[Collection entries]
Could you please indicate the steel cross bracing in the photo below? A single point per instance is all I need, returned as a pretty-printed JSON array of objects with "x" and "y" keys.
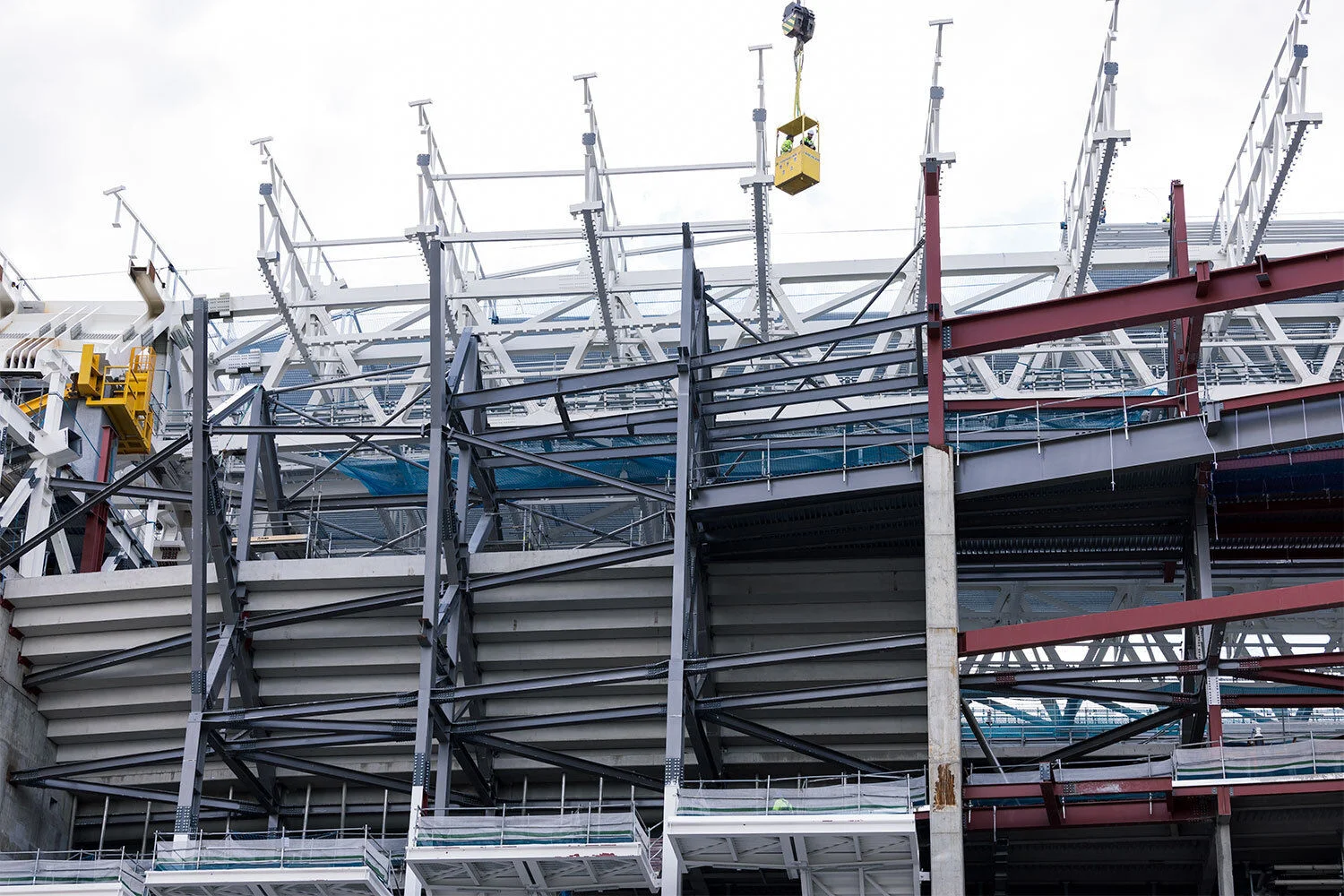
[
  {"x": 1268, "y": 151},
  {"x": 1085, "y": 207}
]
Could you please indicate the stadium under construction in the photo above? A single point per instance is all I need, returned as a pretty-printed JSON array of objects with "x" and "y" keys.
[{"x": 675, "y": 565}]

What this task involves ▸ Return every entry of the data above verbatim, with no images included.

Written solution ▸
Could you please indicate the steel cross bracing in the photo below? A single point per instance is all I need, returned as a pretty-printed JSON array of objects with "x" and "y" keys.
[
  {"x": 1268, "y": 151},
  {"x": 1085, "y": 207}
]
Could you please indicate the stadium under construction in the photo above? A single point per instance is all I need, returned as a pretty-printed JSON array of objects with "x" and "y" keys.
[{"x": 675, "y": 565}]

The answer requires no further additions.